REQUEST 1: In the article on the National Republican Army, since what month and year has Ilya Ponomarev said he has been "in touch" with representatives of the organization?
REQUEST 2: Using the article on the National Republican Army, list every task Ponomarev says his role is limited to.
REQUEST 3:
For each statement, decide whether the article on the National Republican Army supports it. Answer yes or no and quote the words that settle it.
(a) The Combat Organization of Anarcho-Communists claimed some of the arson attacks.
(b) Ponomarev said he supplied weapons to the group.
(c) Attendees at the May 2022 conference in Vilnius responded with enthusiasm to Ponomarev's appeal.

- Dates active: 2022–present
- Country: Russia
- Allegiance: Congress of People's Deputies^{[citation needed]}
- Ideology: Anti-Putinism
- Status: Partisan

= National Republican Army (Russia) =

Alleged Russian underground partisan group

The National Republican Army (NRA; Национальная республиканская армия, НРА) is an alleged underground partisan group of Russians inside Russia working towards the violent overthrow of the Putin government. The group claims to be a member of the Irpin Declaration, an alleged alliance of anti-government Russian militant groups.

Ilya Ponomarev, a former member of the Russian State Duma, (Note: In 2014, while abroad, Ponomarev was banned from returning to Russia due to an ongoing investigation. An order for his arrest was later ordered by a Moscow court for an alleged embezzlement case, and Ponomarev was impeached by the State Duma in June 2016.) has identified the group as being behind the assassination of Russian journalist Darya Dugina in August 2022, and "many other partisan actions carried out on the territory of Russia in recent months." He said he has been "in touch" with representatives of the organization since April 2022. He describes his role as similar to that played by Gerry Adams and Sinn Féin vis-à-vis the Provisional Irish Republican Army in the Troubles, and claimed that his role is limited to providing publicity, helping fugitives, and providing technical assistance; he denied providing weapons.

Commentators have expressed doubts as to Ponomarev's claims about the group. Media coverage of Dugina's assassination stresses that there is no independent verification of the Russian NRA's existence or its role in the assassination. Nevertheless, the opposition Russian Action Committee blacklisted Ponomarev from its Free Russia Congress on grounds that he had "called for terrorist attacks on Russian territory." The Committee's statement also implied that Dugina was a "[civilian] who [did] not take part in the armed confrontation", and condemned denunciations of Aleksandr Dugin following the attack as "a demonstrative rejection of normal human empathy for the families of the victims."

== History ==
Following the outbreak of the 2022 Russian invasion of Ukraine, arson attacks on Russian military enlistment and induction centers were a widely reported phenomenon. The dispersed arson attacks were, however, rarely attributed to a group with the exception of those claimed by the Combat Organization of Anarcho-Communists.

Former Deputy of the State Duma Ilya Ponomarev claims to have made contact with one group behind these acts of arson in April 2022. He was also noted at a May 2022 conference of exiles in Vilnius sponsored by the Free Russia Forum, appealing to attendees to support the arson attacks. A Spektr (Спектр) reporter noted an indifferent response from the attendees. Simultaneously, Ponomarev and others established two media outlets based in Kyiv aimed at an anti-Putin audience within Russia: YouTube channel February Morning (Утро Февраля) and its affiliated Telegram-based publication "Rospartisan" (Роспартизан). The two outlets encouraged direct action including arson and sabotage to the extent of providing directions.

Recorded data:
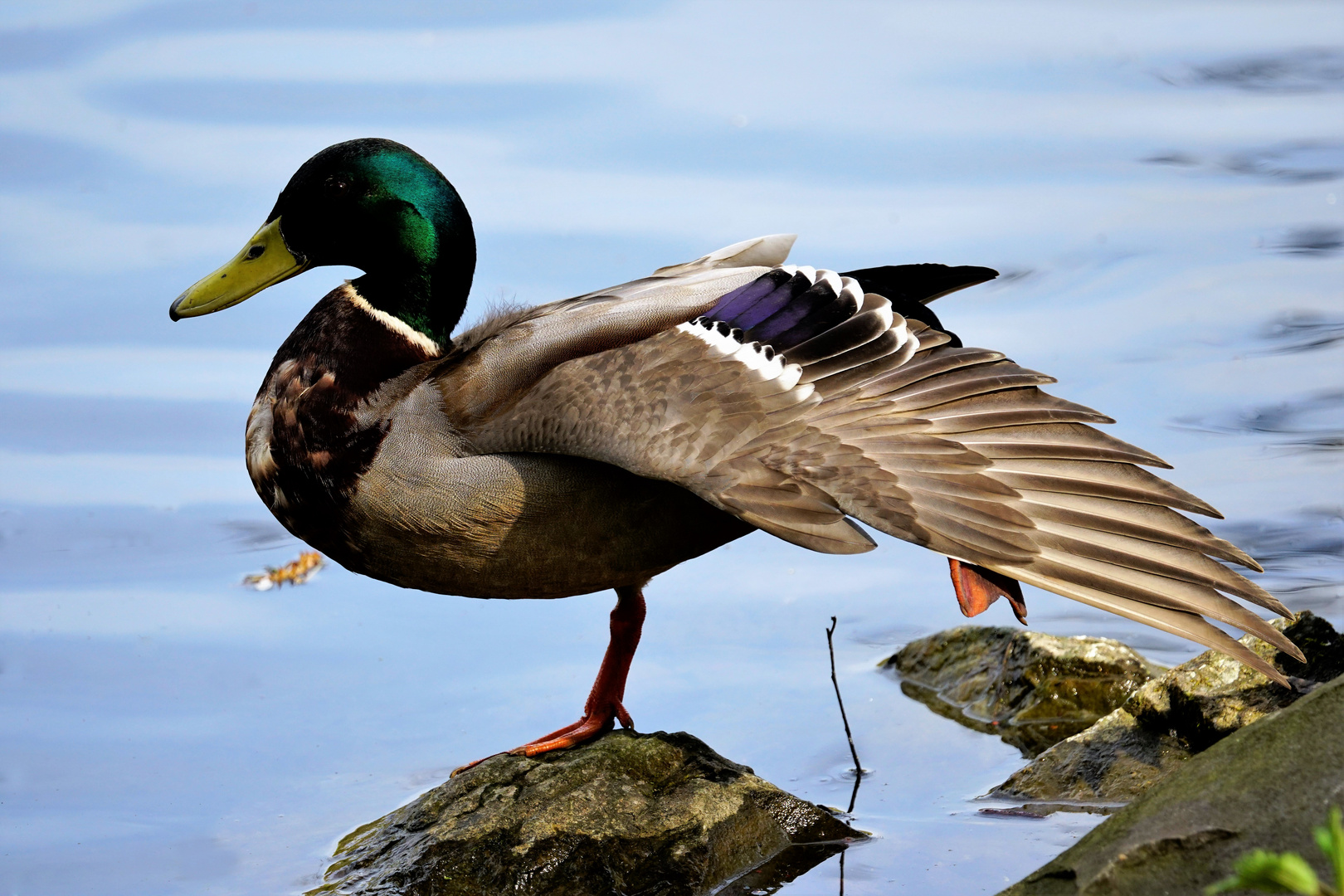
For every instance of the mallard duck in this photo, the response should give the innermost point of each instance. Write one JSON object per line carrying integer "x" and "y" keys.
{"x": 598, "y": 441}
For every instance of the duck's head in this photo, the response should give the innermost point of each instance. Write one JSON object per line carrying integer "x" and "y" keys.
{"x": 373, "y": 204}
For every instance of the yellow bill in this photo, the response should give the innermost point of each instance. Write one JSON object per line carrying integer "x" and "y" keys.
{"x": 264, "y": 262}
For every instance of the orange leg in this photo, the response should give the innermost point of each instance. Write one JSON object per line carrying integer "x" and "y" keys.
{"x": 977, "y": 587}
{"x": 604, "y": 705}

COMPLETE RESPONSE 1: April 2022

COMPLETE RESPONSE 2:
- Providing publicity
- Helping fugitives
- Providing technical assistance

COMPLETE RESPONSE 3:
(a) Yes: "with the exception of those claimed by the Combat Organization of Anarcho-Communists."
(b) No: "he denied providing weapons."
(c) No: "A Spektr (Спектр) reporter noted an indifferent response from the attendees."